## What the task requires
Copy the line with "Each instance of the flag" and all lines following it through the last line of the entries, exactly as written.

## Data shown
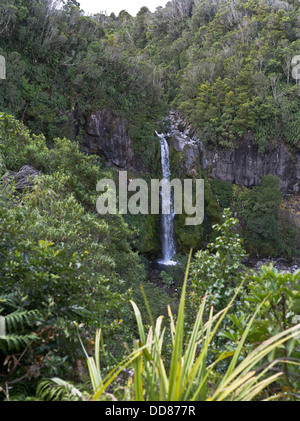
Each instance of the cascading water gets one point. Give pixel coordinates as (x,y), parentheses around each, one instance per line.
(167,220)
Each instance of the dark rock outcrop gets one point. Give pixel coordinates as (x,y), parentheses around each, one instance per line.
(107,136)
(244,165)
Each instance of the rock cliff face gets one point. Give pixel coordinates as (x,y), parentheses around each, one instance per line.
(107,136)
(243,165)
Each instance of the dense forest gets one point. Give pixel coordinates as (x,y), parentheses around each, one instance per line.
(77,287)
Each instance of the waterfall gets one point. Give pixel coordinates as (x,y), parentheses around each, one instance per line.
(167,220)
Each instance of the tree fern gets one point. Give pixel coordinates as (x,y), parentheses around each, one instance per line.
(13,324)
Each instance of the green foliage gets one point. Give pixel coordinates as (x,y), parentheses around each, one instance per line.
(277,295)
(259,209)
(189,377)
(218,270)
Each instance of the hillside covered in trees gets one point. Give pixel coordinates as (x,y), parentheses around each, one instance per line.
(84,97)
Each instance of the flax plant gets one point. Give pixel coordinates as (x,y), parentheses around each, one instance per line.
(189,376)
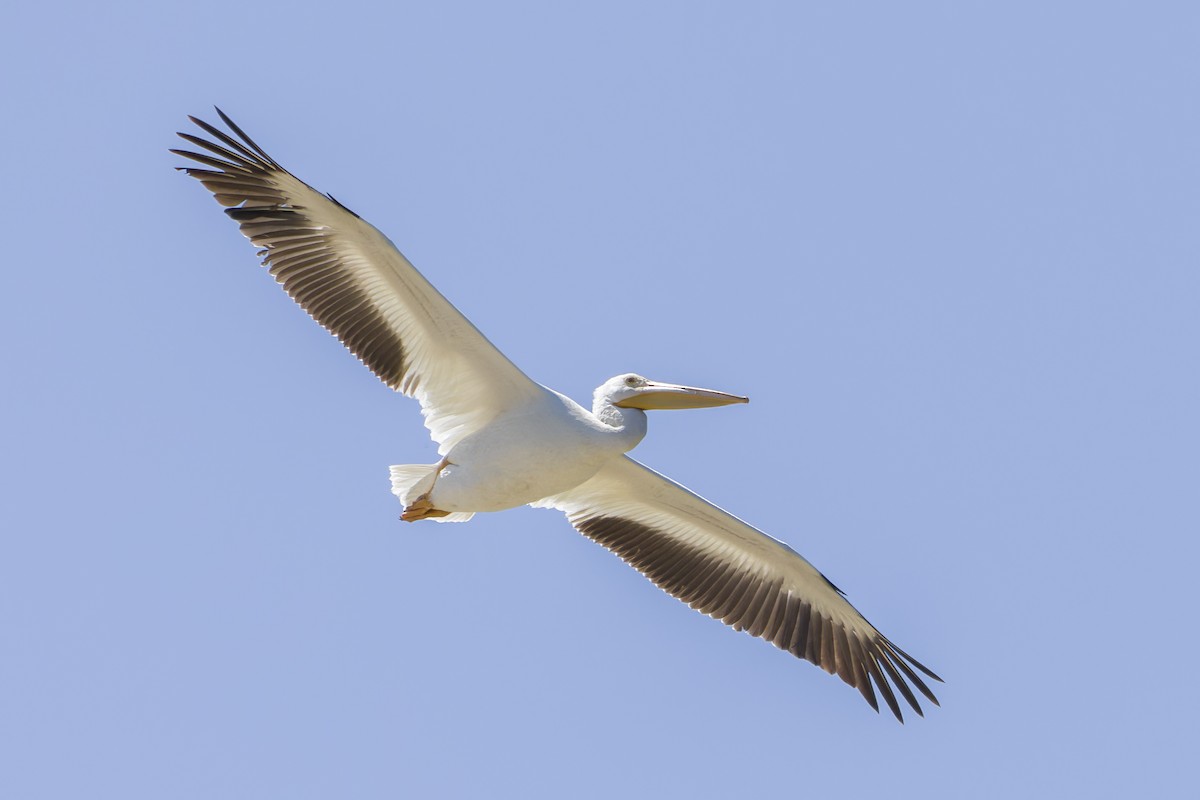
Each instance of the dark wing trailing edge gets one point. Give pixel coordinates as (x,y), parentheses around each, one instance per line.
(724,567)
(353,281)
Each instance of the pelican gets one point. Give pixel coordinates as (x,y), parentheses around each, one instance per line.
(505,440)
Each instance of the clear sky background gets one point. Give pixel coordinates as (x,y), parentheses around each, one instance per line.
(949,250)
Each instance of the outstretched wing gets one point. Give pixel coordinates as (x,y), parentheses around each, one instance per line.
(353,281)
(736,573)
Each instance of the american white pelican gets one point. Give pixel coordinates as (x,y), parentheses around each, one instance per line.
(507,440)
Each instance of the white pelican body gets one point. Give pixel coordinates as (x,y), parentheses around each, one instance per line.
(507,440)
(540,449)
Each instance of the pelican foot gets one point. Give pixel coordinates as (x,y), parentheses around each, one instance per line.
(421,509)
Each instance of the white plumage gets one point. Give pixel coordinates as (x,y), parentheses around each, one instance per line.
(507,440)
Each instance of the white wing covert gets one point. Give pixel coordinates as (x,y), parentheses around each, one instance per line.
(733,572)
(353,281)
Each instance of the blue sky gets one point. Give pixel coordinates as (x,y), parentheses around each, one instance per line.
(947,248)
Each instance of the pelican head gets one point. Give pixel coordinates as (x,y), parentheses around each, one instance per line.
(635,391)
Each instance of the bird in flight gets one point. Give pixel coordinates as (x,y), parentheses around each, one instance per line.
(505,440)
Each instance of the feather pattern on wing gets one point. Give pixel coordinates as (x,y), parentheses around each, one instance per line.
(723,567)
(353,281)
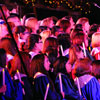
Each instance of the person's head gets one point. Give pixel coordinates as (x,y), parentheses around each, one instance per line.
(32,23)
(14,19)
(82,67)
(17,64)
(23,32)
(85,24)
(75,53)
(70,20)
(60,65)
(95,41)
(47,22)
(45,34)
(96,68)
(2,58)
(56,30)
(3,30)
(50,47)
(26,16)
(5,10)
(8,45)
(64,40)
(77,37)
(39,63)
(33,42)
(93,28)
(65,25)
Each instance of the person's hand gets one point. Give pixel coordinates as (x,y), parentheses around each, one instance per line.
(3,89)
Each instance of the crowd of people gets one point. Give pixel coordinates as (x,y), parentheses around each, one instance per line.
(55,59)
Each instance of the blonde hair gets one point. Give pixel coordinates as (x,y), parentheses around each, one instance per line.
(95,39)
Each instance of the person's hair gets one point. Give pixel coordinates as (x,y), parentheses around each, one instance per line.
(78,27)
(96,68)
(82,67)
(26,16)
(31,41)
(50,47)
(2,58)
(82,21)
(21,29)
(8,45)
(64,24)
(64,40)
(50,42)
(46,21)
(59,65)
(16,63)
(72,53)
(13,16)
(31,22)
(55,29)
(37,65)
(95,41)
(42,28)
(77,37)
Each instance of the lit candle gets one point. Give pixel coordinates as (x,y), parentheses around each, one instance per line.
(46,93)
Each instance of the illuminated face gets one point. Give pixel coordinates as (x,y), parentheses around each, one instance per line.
(51,24)
(3,30)
(46,63)
(15,20)
(72,23)
(68,67)
(86,27)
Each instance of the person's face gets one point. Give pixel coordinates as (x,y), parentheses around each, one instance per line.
(51,24)
(3,31)
(87,26)
(46,63)
(72,23)
(24,35)
(68,67)
(39,45)
(15,20)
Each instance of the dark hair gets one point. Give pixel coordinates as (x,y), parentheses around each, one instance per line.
(8,45)
(64,40)
(82,67)
(96,68)
(2,58)
(55,29)
(37,65)
(42,28)
(59,65)
(16,63)
(12,15)
(21,29)
(65,24)
(31,41)
(50,48)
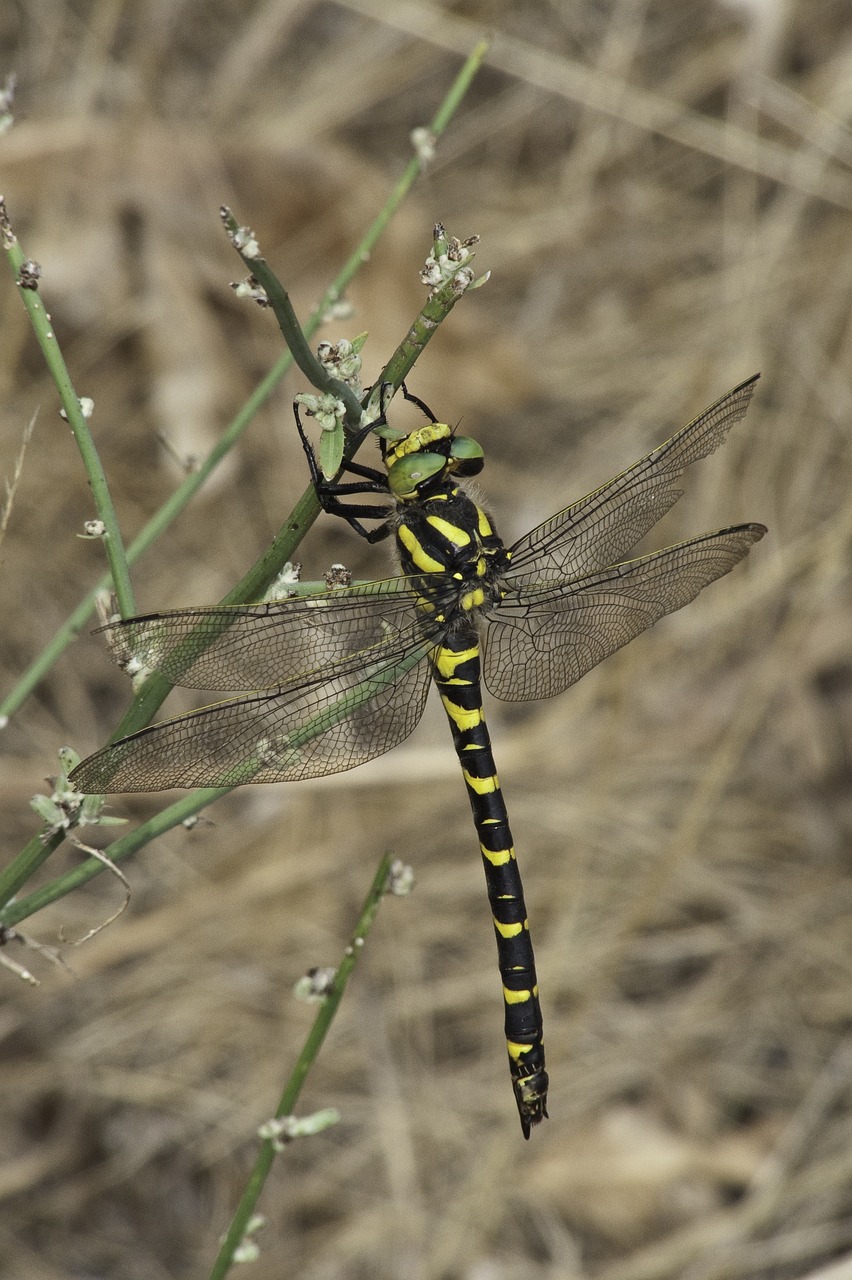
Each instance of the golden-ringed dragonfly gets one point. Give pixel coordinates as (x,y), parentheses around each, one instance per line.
(340,677)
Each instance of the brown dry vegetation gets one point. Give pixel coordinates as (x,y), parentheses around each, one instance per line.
(664,197)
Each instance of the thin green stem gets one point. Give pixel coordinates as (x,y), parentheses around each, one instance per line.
(166,819)
(264,572)
(27,280)
(172,508)
(305,1061)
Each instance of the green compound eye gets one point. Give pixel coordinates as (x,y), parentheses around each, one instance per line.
(467,455)
(408,474)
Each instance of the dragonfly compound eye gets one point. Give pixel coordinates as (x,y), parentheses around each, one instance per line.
(467,456)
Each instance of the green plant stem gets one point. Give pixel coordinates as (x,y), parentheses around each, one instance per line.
(172,508)
(305,1061)
(264,572)
(46,339)
(155,689)
(166,819)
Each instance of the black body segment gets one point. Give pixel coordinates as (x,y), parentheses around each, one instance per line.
(340,677)
(456,670)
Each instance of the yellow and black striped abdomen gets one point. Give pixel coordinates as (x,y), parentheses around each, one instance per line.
(457,672)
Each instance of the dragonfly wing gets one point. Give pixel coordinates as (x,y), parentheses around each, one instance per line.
(308,728)
(543,638)
(266,645)
(604,525)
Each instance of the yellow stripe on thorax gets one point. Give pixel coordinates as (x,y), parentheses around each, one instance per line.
(418,554)
(452,533)
(448,659)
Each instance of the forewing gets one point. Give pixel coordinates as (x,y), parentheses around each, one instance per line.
(308,728)
(265,645)
(604,525)
(545,636)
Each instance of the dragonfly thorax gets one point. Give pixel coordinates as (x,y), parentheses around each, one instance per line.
(418,464)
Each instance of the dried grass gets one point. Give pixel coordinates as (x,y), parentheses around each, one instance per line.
(665,201)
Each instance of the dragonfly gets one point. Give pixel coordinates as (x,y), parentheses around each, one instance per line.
(342,676)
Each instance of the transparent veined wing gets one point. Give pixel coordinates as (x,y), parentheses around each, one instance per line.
(265,645)
(325,723)
(541,638)
(607,524)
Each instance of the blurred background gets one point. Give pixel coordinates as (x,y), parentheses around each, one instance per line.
(664,196)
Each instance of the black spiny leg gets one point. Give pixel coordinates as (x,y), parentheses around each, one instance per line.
(329,494)
(415,400)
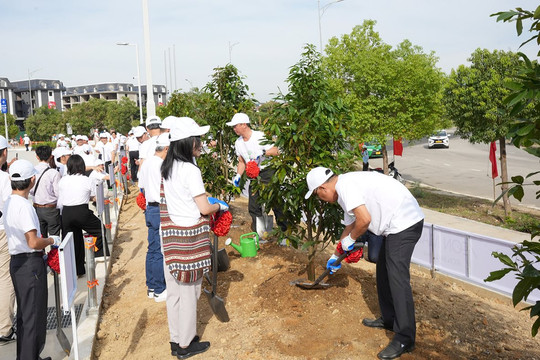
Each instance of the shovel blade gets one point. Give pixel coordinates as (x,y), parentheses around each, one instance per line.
(218,306)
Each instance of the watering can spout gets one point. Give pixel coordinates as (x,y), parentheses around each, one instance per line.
(238,248)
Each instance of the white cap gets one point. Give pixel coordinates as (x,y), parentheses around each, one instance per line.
(186,127)
(169,122)
(163,140)
(153,120)
(21,170)
(139,131)
(3,142)
(239,118)
(316,178)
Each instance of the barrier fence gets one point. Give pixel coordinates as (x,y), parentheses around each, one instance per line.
(466,256)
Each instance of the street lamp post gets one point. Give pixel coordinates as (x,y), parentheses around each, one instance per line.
(138,76)
(321,13)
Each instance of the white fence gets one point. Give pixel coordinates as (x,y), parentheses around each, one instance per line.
(466,256)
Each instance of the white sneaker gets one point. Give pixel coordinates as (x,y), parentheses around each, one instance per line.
(160,297)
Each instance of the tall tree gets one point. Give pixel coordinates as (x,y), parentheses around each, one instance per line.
(474,99)
(392,92)
(309,126)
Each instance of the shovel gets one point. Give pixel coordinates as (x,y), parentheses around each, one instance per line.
(317,284)
(62,339)
(216,303)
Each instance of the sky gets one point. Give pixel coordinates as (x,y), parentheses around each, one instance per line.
(75,41)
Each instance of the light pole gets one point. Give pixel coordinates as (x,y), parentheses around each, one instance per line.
(30,73)
(138,76)
(321,13)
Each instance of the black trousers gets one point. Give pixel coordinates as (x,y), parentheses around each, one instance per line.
(133,155)
(394,282)
(255,209)
(30,282)
(49,221)
(76,219)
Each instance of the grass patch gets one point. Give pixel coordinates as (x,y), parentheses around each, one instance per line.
(522,219)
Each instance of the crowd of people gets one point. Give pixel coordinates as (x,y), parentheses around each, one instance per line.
(162,159)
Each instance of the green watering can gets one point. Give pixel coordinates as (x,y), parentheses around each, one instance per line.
(249,244)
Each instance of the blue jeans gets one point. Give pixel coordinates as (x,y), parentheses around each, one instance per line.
(155,277)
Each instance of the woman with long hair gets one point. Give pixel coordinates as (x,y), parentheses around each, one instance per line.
(185,235)
(74,193)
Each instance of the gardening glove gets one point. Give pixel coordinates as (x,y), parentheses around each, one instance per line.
(330,264)
(223,206)
(57,240)
(236,180)
(347,243)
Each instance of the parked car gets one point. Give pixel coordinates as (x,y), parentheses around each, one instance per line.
(439,139)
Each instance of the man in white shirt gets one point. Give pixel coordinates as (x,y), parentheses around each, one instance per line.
(248,148)
(382,205)
(150,182)
(7,293)
(147,148)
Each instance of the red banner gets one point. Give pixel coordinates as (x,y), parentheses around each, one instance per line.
(398,147)
(493,159)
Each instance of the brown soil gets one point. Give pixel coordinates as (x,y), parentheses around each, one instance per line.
(272,319)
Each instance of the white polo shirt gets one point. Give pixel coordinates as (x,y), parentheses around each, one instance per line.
(390,204)
(183,185)
(20,219)
(150,178)
(251,149)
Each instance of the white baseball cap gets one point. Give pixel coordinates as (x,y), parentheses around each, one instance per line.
(186,127)
(316,177)
(239,118)
(3,142)
(163,140)
(21,170)
(153,120)
(169,122)
(139,131)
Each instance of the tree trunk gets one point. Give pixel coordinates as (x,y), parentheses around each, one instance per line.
(504,177)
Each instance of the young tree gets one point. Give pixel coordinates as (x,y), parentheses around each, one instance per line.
(310,127)
(392,92)
(474,100)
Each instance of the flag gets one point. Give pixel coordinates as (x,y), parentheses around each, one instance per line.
(398,147)
(493,159)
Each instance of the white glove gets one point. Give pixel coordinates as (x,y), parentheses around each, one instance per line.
(347,243)
(57,240)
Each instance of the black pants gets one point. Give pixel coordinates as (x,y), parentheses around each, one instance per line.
(49,221)
(76,219)
(133,155)
(30,282)
(255,209)
(394,282)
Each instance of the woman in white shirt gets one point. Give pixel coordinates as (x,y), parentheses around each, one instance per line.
(75,191)
(181,208)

## Result of the exercise
Each instance of the flag gets one point. Give pixel coordinates as (x,y), parentheses around each, one instance per line.
(398,147)
(493,159)
Each instance of the white glove gets one point. Give pixel coordinates as (x,y), parentheses around each, one instance per line.
(347,243)
(57,240)
Each instance of the black pants gets one point. Give pixel coordinates as (x,y), parentheses around each, one instance per line.
(49,221)
(76,219)
(133,155)
(30,282)
(255,209)
(394,282)
Each instance of the woman in white shirt gets one point. Give pixel coordinates as (x,y), parentheses around each, one instance per line.
(75,191)
(181,208)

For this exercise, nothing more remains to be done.